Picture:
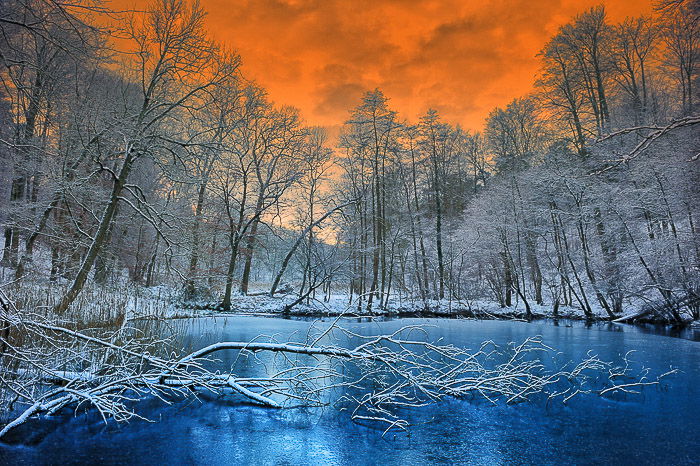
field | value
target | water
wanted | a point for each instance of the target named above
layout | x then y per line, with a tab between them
661	426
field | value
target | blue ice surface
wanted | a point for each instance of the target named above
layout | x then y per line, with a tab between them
660	426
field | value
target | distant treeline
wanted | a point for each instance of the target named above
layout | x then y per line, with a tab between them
139	151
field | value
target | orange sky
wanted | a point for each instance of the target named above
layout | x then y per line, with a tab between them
462	57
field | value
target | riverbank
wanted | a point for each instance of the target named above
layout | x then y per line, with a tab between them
398	307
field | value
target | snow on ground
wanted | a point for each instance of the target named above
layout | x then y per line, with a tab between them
163	302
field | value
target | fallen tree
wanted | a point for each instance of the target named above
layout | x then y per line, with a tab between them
49	367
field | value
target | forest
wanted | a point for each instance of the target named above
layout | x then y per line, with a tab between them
144	175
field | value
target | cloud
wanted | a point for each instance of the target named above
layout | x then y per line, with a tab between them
461	57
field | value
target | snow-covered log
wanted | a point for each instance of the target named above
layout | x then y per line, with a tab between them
54	368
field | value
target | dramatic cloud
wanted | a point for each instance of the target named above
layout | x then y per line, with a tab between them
460	57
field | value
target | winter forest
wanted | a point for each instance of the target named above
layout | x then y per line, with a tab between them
147	183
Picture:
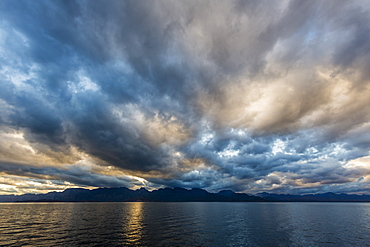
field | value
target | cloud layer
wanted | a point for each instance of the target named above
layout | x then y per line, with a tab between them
245	95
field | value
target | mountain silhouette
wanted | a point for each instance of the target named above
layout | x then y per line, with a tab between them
123	194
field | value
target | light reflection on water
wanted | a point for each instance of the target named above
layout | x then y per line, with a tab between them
185	224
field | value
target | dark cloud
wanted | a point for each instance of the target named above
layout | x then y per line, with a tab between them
245	95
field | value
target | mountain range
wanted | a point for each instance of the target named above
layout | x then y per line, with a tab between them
175	195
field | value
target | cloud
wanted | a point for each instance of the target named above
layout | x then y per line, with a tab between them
246	95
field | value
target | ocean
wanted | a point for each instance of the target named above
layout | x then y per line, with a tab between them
185	224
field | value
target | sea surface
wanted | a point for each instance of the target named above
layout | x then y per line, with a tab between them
185	224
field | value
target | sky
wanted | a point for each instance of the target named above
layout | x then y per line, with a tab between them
252	96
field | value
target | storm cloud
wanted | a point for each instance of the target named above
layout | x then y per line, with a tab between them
251	96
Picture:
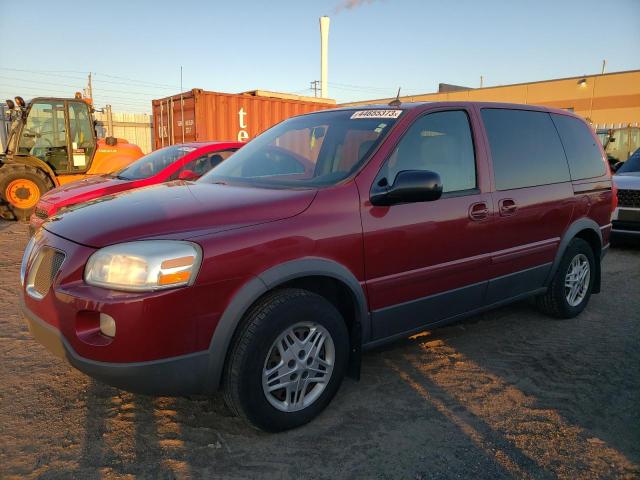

| Work to do |
Copy out every line of the records above that contains the word "water".

| Reply |
target | water
target | light reflection on water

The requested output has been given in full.